=== EXTRACTED MATERIAL ===

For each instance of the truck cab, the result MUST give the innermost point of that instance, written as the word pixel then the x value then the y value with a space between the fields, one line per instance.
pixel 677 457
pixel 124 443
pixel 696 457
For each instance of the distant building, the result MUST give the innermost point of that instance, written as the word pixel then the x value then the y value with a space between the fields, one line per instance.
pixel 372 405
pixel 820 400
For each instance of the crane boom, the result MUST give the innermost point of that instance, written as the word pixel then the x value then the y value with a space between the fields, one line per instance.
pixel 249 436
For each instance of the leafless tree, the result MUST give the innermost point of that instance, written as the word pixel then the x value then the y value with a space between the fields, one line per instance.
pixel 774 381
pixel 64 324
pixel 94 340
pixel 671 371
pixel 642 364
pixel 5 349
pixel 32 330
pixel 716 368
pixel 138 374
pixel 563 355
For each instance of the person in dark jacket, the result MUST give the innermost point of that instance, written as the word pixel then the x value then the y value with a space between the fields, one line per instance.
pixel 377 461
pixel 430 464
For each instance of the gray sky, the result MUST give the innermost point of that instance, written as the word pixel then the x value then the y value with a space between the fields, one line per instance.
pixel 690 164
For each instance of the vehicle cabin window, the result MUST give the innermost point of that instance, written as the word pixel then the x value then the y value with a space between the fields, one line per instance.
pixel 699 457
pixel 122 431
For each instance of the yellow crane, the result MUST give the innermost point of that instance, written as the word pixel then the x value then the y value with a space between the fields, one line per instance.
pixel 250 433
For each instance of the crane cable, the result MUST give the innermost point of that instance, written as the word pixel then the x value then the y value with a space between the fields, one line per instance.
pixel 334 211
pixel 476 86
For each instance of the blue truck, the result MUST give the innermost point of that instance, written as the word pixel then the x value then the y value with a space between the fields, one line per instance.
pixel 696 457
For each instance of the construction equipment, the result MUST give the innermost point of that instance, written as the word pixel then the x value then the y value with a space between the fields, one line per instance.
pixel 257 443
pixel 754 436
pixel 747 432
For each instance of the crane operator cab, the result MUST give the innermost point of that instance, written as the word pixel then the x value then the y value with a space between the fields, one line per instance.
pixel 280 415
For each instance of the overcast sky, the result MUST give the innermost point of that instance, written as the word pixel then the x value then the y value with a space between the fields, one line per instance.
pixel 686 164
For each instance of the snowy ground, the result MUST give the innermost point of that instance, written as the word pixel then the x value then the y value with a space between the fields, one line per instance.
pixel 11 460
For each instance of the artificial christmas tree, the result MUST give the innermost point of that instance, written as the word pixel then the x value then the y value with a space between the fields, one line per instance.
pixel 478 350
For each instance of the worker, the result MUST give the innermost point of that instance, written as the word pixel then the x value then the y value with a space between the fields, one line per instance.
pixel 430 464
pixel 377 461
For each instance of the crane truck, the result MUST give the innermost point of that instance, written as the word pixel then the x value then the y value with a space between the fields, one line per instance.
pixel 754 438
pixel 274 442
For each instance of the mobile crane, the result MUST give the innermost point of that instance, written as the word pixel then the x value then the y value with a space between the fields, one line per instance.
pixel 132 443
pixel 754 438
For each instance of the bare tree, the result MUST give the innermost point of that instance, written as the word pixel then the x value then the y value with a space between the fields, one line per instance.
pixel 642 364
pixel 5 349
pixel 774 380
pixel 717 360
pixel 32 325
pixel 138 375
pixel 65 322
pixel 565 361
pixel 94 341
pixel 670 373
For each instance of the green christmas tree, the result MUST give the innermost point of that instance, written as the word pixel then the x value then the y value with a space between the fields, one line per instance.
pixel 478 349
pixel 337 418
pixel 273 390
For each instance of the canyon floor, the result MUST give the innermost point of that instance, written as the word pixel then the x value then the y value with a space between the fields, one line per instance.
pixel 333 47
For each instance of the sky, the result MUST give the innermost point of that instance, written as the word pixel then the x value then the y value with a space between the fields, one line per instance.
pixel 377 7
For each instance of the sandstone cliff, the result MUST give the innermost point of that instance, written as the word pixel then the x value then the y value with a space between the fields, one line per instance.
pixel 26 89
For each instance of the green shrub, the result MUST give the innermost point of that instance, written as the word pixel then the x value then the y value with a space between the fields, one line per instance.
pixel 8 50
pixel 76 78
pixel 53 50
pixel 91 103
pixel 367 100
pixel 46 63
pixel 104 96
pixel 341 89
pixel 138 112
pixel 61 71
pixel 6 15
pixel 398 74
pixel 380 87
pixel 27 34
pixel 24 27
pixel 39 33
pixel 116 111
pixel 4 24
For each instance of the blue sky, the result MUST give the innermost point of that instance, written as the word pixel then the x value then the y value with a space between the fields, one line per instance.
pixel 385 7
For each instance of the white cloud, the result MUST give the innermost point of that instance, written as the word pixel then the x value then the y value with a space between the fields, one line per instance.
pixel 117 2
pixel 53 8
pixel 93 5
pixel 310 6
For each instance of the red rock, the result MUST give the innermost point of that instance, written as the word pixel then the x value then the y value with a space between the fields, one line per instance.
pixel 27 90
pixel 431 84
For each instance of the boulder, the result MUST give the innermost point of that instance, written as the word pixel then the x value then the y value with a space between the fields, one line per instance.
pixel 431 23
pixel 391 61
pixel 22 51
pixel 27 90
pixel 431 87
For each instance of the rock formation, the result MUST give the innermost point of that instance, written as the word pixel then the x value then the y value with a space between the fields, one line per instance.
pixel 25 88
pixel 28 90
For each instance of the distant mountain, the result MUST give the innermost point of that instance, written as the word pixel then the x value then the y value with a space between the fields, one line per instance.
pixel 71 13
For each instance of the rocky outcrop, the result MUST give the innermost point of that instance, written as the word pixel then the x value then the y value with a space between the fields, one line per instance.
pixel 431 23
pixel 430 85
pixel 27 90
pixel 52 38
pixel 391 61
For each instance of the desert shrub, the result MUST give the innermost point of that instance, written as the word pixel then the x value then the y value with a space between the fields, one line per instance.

===

### TASK TO COMPLETE
Copy out every entry above word for word, changing nothing.

### TASK SOLUTION
For each instance of the truck cab, the result MUST give the innermost point of that instance, written as the word pixel then the x value then the y value with a space between the fields, one line per instance.
pixel 677 457
pixel 124 443
pixel 696 457
For each instance of the distant building, the result MUST give the innermost point of that instance, written as the word pixel then the x value then the y value with a space between the fields, one line per instance.
pixel 372 405
pixel 820 400
For each instance of the crane boom, the result MUST give the innermost point of that instance, written as the word pixel then the x value then the y value with a space between the fields, one line per instance.
pixel 249 436
For each instance of the leafless tree, the result MUST give the innermost point of that instance, written as the word pixel then the x value then the y value with a space between the fields, one line per instance.
pixel 774 381
pixel 64 324
pixel 94 340
pixel 671 371
pixel 642 364
pixel 5 349
pixel 32 330
pixel 716 368
pixel 138 374
pixel 563 355
For each instance of the person in dark jacket, the result MUST give the innermost point of that instance, written as the word pixel then the x value then the y value with a space between the fields, one line per instance.
pixel 377 461
pixel 430 464
For each instance of the gray sky, the result MUST give the innermost point of that instance, written as the word pixel then the x value then the y value with a space between the fields, one line per instance.
pixel 690 164
For each instance of the vehicle cabin window, the result MUST give the innermost point of that instance, written as the word pixel then the x value then the y value with a space between the fields, one line per instance.
pixel 699 457
pixel 122 431
For each instance of the yellow crane, the result MUST give the innermost point of that instance, written as the word pixel then the x value then the y value with a space between the fields, one line per instance.
pixel 250 433
For each instance of the crane cable, the result MUST give the innermost point of that instance, written as the word pixel then the x value then the y value with a space between the fields, one line per instance.
pixel 334 211
pixel 476 86
For each instance of the blue truck, the result MUST give the innermost point of that instance, written as the word pixel then the x value then the y value with a space between the fields, one line per instance.
pixel 696 457
For each instance of the construction equipment, the result MUST give the innermost point of that instance, written as the word pixel then the x value then the y value with a space between the fields, one line per instance.
pixel 257 443
pixel 754 436
pixel 747 432
For each instance of the crane operator cab, the result MUST give the innermost point of that instance, written as the word pixel then the x value then the y value with a space between the fields, one line per instance.
pixel 280 415
For each instance of the overcast sky, the result MUST give the innermost point of that instance, written as the word pixel then the x value then the y value with a space between the fields, one line per instance.
pixel 686 164
For each instance of the snowy ground, the result MUST give the innermost point of that instance, written as the word pixel then the x value then the y value with a space between the fields, one line per instance.
pixel 11 460
For each instance of the artificial christmas tree, the result MUST give the innermost point of that instance, written as the word pixel then the x value then the y value with a space between the fields, one line per instance.
pixel 478 350
For each instance of the worker, the result MUST give the innermost point of that instance, written as the word pixel then the x value then the y value with a space between the fields, one line per instance.
pixel 430 464
pixel 377 461
For each instance of the crane truck, the result MUST give the innermost point of that instance, written as the word pixel then the x value then the y value with a space between the fields, one line per instance.
pixel 754 438
pixel 274 442
For each instance of the mobile crane, the result MUST give the innermost point of that instance, written as the word pixel then the x value then the y value with a space between the fields, one line per instance.
pixel 132 443
pixel 754 438
For each instance of the bare tree, the result MUST give the innermost point of that instance, written as the word pixel then the x value then the y value with a space between the fields, one line per instance.
pixel 642 364
pixel 5 349
pixel 774 380
pixel 717 360
pixel 32 325
pixel 138 375
pixel 65 322
pixel 565 361
pixel 94 341
pixel 670 373
For each instance of the green christmas tree, the result MUST give the innermost point of that instance, written as the word pixel then the x value then the y value with a space between the fields, one line per instance.
pixel 478 349
pixel 337 418
pixel 273 390
For each instance of the canyon floor, the result MUST give the innermost point of that instance, written as the word pixel then the x value then the y value with a space between the fields, one line per instance.
pixel 333 47
For each instance of the sky, the result MUST give the innermost point of that instance, written as the word pixel then the x value then the y value with a space between the fields, one line per instance.
pixel 377 7
For each instance of the sandstone cliff, the result MUST give the innermost point of that instance, written as the word pixel then the x value then the y value with a space between the fields, one line per instance.
pixel 26 89
For each instance of the green shrub, the result MUST give the innermost point of that instance, written as the word pixel then the x value then the y value with a space between the fields, one line per instance.
pixel 8 50
pixel 76 78
pixel 53 50
pixel 91 103
pixel 367 100
pixel 46 63
pixel 104 96
pixel 341 89
pixel 138 112
pixel 61 71
pixel 6 15
pixel 398 74
pixel 380 87
pixel 27 34
pixel 24 27
pixel 39 33
pixel 116 111
pixel 4 24
For each instance of the blue sky, the result MUST give the innermost point of that instance, written as the word pixel then the x value then the y value with a space between the fields, one line per instance.
pixel 385 7
For each instance of the white cloud, the result MUST give the innermost point of that instance, written as the word pixel then the x value then the y value with a space between the fields, one line per instance.
pixel 117 2
pixel 53 8
pixel 93 5
pixel 310 6
For each instance of the red rock, the result MUST give the innermost point of that instance, written as the word pixel then the x value then the y value with a space between the fields, one line per instance.
pixel 27 90
pixel 431 84
For each instance of the boulder, the result MUST give the innermost point of that instance, written as the word pixel then the x value then the y value with a space between the fields, one line per instance.
pixel 431 23
pixel 391 61
pixel 22 51
pixel 27 90
pixel 431 87
For each instance of the rock formation, the result MUST give the innermost point of that instance, written as the word pixel then the x value then the y value with a space between the fields, one line per instance.
pixel 25 88
pixel 28 90
For each instance of the distant mountain, the result MUST give the innermost point of that instance, written as the word pixel then the x value then the y value with a space between the fields, one line per instance.
pixel 71 13
For each instance of the rocky outcrop, the result MUST give the innermost point of that instance, written as the word pixel then the x value then the y value with a space between the fields, one line per instance.
pixel 431 23
pixel 430 85
pixel 27 90
pixel 52 38
pixel 391 61
For each instance of the desert shrub, the result MUST give the innermost point of that instance, written as the word pixel then the x value then the y value with a space between the fields, one line per instance.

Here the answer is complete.